Exercise prompt: Transcribe the records word for word. Leave every picture out.

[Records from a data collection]
━━━━━━━━

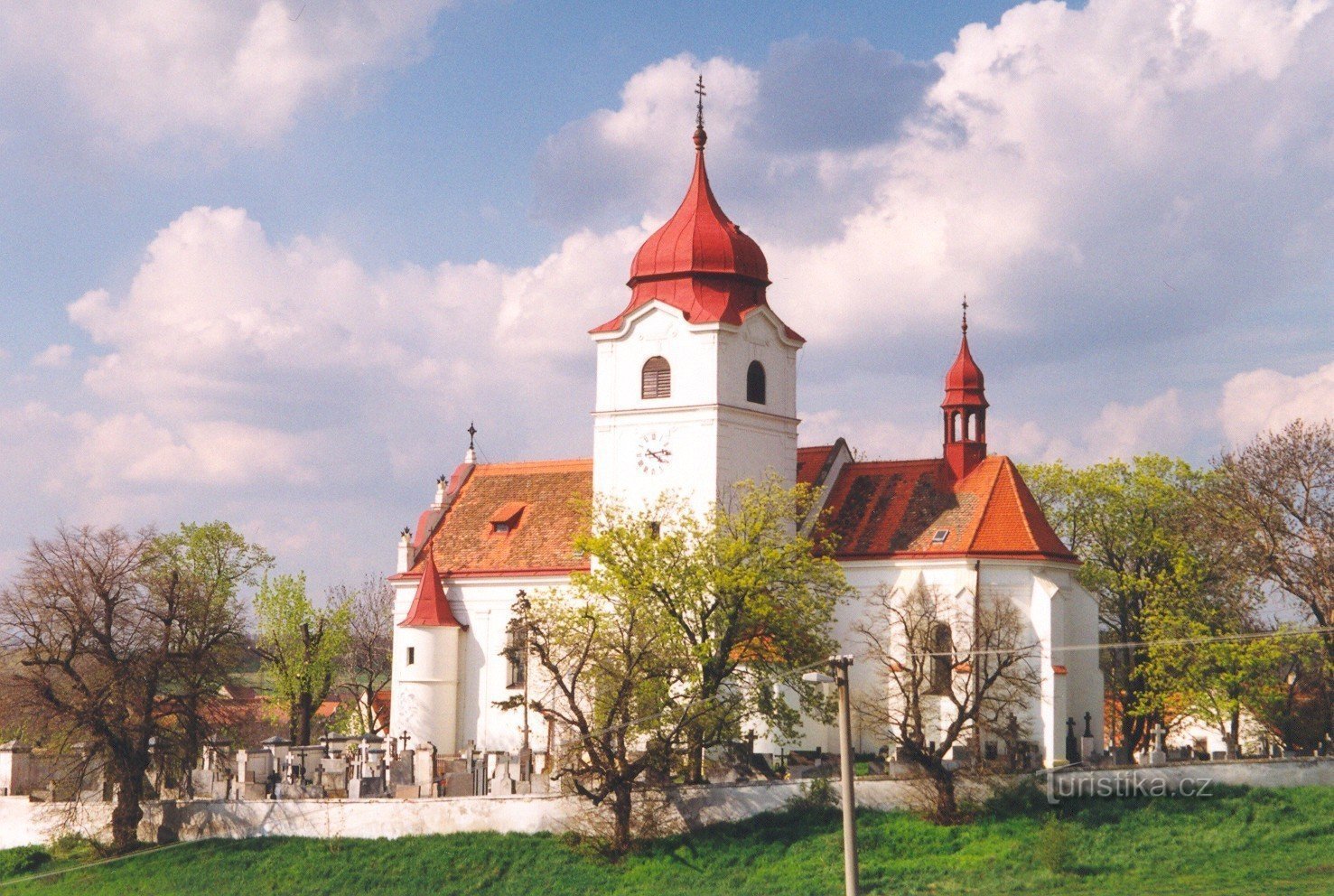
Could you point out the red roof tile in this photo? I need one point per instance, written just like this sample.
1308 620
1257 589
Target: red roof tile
430 605
548 499
897 509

━━━━━━━━

Response:
Could you point out the red roof tile in this photo? I need one point per instance, written just like this sample.
1308 620
1257 589
Target: red roof tile
430 605
548 499
897 509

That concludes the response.